Exact copy without images: repeat every entry as written.

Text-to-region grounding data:
· · · · · · ·
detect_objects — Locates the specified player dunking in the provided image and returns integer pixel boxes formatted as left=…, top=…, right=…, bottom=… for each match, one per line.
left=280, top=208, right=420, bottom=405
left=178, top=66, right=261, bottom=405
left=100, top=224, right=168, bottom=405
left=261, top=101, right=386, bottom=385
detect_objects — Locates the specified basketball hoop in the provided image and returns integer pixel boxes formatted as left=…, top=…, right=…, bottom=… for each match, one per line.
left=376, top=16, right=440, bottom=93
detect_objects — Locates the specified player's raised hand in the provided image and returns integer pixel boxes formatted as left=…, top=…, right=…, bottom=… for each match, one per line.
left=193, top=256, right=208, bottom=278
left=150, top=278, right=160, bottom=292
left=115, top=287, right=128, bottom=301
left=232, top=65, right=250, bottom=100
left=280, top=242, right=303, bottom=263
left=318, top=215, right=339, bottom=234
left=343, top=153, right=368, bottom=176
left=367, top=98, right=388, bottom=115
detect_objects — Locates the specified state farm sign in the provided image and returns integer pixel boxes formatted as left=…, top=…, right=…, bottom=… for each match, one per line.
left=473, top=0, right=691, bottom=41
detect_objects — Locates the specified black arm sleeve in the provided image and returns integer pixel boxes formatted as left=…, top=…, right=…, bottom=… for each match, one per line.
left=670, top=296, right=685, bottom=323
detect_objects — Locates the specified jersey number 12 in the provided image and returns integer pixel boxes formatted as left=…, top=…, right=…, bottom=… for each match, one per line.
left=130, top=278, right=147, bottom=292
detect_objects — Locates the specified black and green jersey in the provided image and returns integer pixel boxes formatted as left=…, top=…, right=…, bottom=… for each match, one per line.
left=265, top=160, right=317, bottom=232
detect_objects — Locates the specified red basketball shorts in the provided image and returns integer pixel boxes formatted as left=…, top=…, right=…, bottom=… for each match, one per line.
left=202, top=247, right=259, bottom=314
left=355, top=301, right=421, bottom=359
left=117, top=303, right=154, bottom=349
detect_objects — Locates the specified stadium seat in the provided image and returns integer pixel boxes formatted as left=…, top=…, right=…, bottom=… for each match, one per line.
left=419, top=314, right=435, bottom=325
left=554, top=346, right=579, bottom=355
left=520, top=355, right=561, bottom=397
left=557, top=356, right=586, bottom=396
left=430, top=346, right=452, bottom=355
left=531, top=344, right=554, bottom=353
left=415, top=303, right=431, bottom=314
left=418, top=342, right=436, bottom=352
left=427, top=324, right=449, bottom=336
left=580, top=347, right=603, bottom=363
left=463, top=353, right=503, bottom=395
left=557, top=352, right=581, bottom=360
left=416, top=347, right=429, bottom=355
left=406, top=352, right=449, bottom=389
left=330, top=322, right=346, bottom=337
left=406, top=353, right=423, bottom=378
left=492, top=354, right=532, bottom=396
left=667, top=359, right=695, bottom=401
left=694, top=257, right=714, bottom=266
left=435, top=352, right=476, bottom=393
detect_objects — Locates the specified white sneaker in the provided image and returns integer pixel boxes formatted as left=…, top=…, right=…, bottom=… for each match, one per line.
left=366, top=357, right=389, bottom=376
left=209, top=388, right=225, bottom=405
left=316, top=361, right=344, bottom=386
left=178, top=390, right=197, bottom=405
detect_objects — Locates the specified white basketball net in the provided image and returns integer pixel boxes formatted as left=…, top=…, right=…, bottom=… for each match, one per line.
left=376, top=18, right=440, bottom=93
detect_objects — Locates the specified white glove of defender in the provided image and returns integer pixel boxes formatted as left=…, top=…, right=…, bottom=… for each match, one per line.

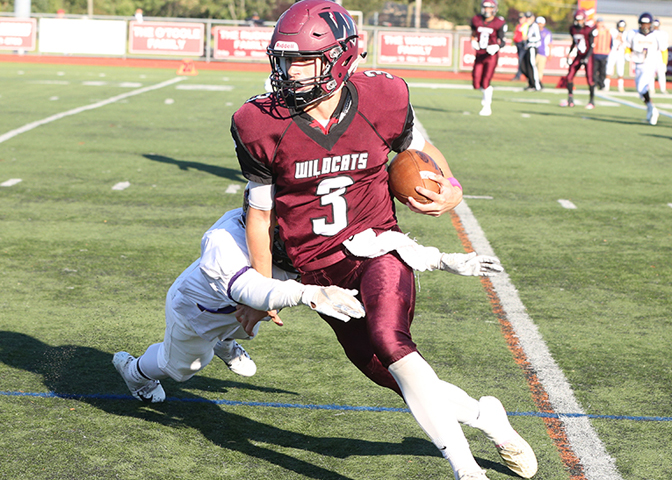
left=301, top=285, right=365, bottom=322
left=439, top=252, right=503, bottom=277
left=486, top=44, right=500, bottom=55
left=471, top=39, right=480, bottom=51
· · · · · · ·
# SOLUTION TO THIS PROBLEM:
detect_objects — Locates the specified player dunking in the provided image and returns integer pixel boxes formatted as left=…, top=…, right=…, bottom=… for each match, one per line.
left=280, top=208, right=420, bottom=405
left=178, top=66, right=261, bottom=405
left=100, top=224, right=168, bottom=405
left=261, top=101, right=386, bottom=385
detect_objects — Locates the specified basketball hoop in the provided image and returns integer pixel boxes formatted as left=…, top=…, right=…, bottom=… for each match, one per line.
left=376, top=16, right=440, bottom=93
detect_objects — Locates the specified player's raised hand in the provided image and returns integer pixel boxes formatted as left=…, top=…, right=…, bottom=… for each match, one per line.
left=193, top=256, right=208, bottom=278
left=150, top=278, right=160, bottom=292
left=115, top=287, right=128, bottom=301
left=232, top=65, right=250, bottom=100
left=280, top=242, right=303, bottom=263
left=318, top=215, right=339, bottom=234
left=343, top=153, right=368, bottom=176
left=367, top=98, right=388, bottom=115
detect_objects — Locates the specified state farm sign in the provided image and returns integer pixel boxes formatted as left=…, top=…, right=…, bottom=… for each match, one per line.
left=473, top=0, right=691, bottom=41
detect_objects — Locates the specified black arm sleeve in the provided image and returns integer pixel boxes formatted as left=…, top=…, right=…, bottom=… for each match, one per line.
left=670, top=296, right=685, bottom=323
detect_objects — Locates the specified jersey number 12 in the provided image and returns integer pixel boxes formatted as left=…, top=…, right=…, bottom=… for each match, one per line.
left=130, top=278, right=147, bottom=292
detect_objects — Locates the specified black and green jersey in the provided image and returns integer pixel boxes formatted as left=…, top=…, right=…, bottom=… for each match, one per line.
left=265, top=160, right=317, bottom=232
detect_objects — Locates the specified red basketball shorts in the provided image and returns integer pixel boxes formatted as left=…, top=…, right=…, bottom=… for each match, one per line.
left=202, top=247, right=259, bottom=314
left=355, top=301, right=421, bottom=359
left=117, top=303, right=154, bottom=349
detect_objects — Locates the specified stadium seat in the provided image and returns integer pixel boxes formatted as left=…, top=…, right=…, bottom=… for each match, one per line.
left=419, top=314, right=435, bottom=325
left=554, top=346, right=579, bottom=355
left=520, top=355, right=561, bottom=397
left=557, top=356, right=586, bottom=396
left=430, top=346, right=452, bottom=355
left=531, top=344, right=554, bottom=353
left=415, top=303, right=431, bottom=314
left=418, top=342, right=436, bottom=352
left=427, top=324, right=449, bottom=336
left=580, top=347, right=603, bottom=363
left=463, top=353, right=503, bottom=395
left=557, top=352, right=581, bottom=360
left=416, top=347, right=429, bottom=355
left=406, top=352, right=449, bottom=389
left=330, top=322, right=346, bottom=337
left=406, top=353, right=423, bottom=378
left=492, top=354, right=532, bottom=396
left=667, top=359, right=695, bottom=401
left=694, top=257, right=714, bottom=266
left=435, top=352, right=476, bottom=393
detect_objects — Locates the specified white sneaker in the provided image and returns integer pixel boxes formatted as left=…, top=…, right=…, bottom=… for each match, one per line.
left=366, top=357, right=389, bottom=376
left=209, top=388, right=225, bottom=405
left=316, top=361, right=344, bottom=386
left=178, top=390, right=197, bottom=405
detect_objects — Locates the specified white basketball net in the provided image and returns integer pixel boxes formatted as left=…, top=…, right=…, bottom=… for each match, one per line.
left=376, top=18, right=440, bottom=93
detect_objects — Locates the specified white glove of defender in the provided image and returns integer pixel boxes formatted as left=…, top=…, right=…, bottom=… for each match, one per line.

left=301, top=285, right=365, bottom=322
left=439, top=252, right=503, bottom=277
left=486, top=44, right=500, bottom=55
left=471, top=39, right=480, bottom=51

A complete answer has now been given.